>>
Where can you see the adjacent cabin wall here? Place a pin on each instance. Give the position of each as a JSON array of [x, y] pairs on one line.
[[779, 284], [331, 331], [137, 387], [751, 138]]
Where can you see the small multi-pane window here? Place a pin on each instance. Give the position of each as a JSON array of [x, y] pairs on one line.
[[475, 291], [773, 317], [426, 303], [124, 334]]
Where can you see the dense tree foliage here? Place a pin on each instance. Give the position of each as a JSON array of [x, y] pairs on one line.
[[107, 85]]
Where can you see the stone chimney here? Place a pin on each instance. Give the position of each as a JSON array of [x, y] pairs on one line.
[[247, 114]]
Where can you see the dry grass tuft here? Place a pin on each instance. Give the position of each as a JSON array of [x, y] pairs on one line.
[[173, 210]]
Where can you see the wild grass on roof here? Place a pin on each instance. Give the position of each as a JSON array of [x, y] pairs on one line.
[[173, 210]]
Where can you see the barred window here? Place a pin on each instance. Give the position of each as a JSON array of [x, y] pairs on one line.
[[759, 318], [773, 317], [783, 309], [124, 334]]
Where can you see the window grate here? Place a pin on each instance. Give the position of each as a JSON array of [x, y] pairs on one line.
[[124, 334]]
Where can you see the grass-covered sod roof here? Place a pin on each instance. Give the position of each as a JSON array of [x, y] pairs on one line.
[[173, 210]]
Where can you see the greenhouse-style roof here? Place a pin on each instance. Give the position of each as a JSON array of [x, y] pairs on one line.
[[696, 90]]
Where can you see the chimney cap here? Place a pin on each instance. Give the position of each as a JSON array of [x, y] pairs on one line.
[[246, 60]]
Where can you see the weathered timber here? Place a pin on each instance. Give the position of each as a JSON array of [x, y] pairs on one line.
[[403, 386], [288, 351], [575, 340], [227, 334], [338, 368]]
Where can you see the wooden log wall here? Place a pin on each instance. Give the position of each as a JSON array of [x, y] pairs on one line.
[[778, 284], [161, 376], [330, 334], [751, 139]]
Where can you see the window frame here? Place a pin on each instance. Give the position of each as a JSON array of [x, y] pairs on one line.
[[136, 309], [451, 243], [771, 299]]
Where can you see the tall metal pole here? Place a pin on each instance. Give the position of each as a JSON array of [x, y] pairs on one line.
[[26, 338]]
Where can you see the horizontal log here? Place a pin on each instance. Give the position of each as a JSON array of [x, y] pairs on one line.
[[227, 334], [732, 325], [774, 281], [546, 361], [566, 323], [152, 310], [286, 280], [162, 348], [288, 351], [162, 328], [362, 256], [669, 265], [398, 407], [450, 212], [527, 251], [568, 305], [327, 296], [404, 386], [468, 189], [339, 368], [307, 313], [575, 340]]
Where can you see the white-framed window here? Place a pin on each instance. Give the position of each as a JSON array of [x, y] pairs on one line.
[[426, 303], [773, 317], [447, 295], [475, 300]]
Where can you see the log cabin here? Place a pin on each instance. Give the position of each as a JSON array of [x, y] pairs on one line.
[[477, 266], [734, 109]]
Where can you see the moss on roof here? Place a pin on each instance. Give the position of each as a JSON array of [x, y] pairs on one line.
<<
Write out all of the material above again, word for word and line for line, with no changes.

Where can you see the adjacent cabin wall here? Place a pin on each instance. Give the position of each as a JSON array of [x, y] pairs on one line.
[[779, 284], [331, 331], [137, 387], [751, 138]]
Where can you see the small multi-pane window here? Place a pin on each instance. Give the position of each as a JSON array of [x, y] pairs on one line.
[[475, 291], [773, 317], [426, 303], [124, 334]]
Where can you see the dense tree foliage here? Place a pin on each instance. Give the position of each as a JSON array of [x, y] pairs on one line.
[[107, 85]]
Where can you see the stone chimney here? Place a pin on each instance. Give the position of each as a JSON array of [x, y] pairs on one line.
[[247, 114]]
Where can you see the dry grass tuft here? Place a pin on each instance. Give the position of each as a JSON array of [x, y] pairs on one line.
[[173, 210]]
Where can you see the wild grass on roof here? Place a pin on each instance. Give the position of each as a JSON array of [x, y] pairs on one line.
[[173, 210]]
Where can you see the barred window here? Place a pin on each instance. Give the position of each as a JSON array of [x, y] pairs on one line.
[[759, 318], [773, 317], [783, 309], [124, 334]]
Where can you see the window grate here? Place a pin on each instance. Give the position of each as a JSON array of [x, y] pairs on one line.
[[124, 334]]
Where can you see the grass-covered sod roof here? Place a pin on each instance. Give the position of each as a JSON array of [x, y] pairs on one line.
[[173, 210]]
Where can you see the greenhouse-style roof here? Place a pin on each instance. Give the position of each as a JSON array of [x, y] pairs on one line.
[[696, 90]]
Where can you see the chimney cap here? Place a pin on each instance. Give the position of each as a JSON array of [x, y] pairs on one line.
[[246, 60]]
Where can you see the weathered timber here? Place a pin on each instance. Give the position of each as a JSON array of [x, y] pairs on one line.
[[403, 386], [288, 351], [575, 340], [227, 334], [338, 368]]
Where can you see the wooden log wall here? Place a pin on each instance. Give the position of each as a JSON array of [x, y] pairs on one line.
[[778, 284], [161, 376], [330, 334], [751, 139]]
Where can you see the window frame here? Place a pin on each instance. Give the position of each as a JSON array of [x, y] pairs on one line.
[[136, 309], [451, 243], [771, 299]]
Where can you see the tall metal pole here? Place a pin on each instance. Give the position of each as a JSON array of [x, y] pairs on one line.
[[26, 338]]
Where can you see the horizontal log here? Place a pin on each instance. Give the position of each as a JSON array of [x, y] pairs on one line.
[[227, 334], [732, 325], [774, 281], [546, 361], [566, 323], [152, 310], [286, 280], [162, 348], [288, 351], [162, 328], [362, 256], [669, 265], [398, 407], [450, 212], [527, 251], [568, 305], [327, 296], [404, 386], [468, 189], [339, 368], [307, 313], [575, 340]]
Where can you see the white-framed window here? Place a pin on each instance. Give the position of each as a JSON array of [x, y] pairs on one line.
[[426, 303], [773, 317], [447, 295], [475, 300]]
Where can you see the log cabin here? Place a pin on each instance. Give the position of each as a JSON array of [x, y] pairs on one line.
[[477, 266], [734, 109]]
Where can you see the moss on roof here? Place a pin on each instance. Give the position of each as a JSON array of [x, y] pairs on one line.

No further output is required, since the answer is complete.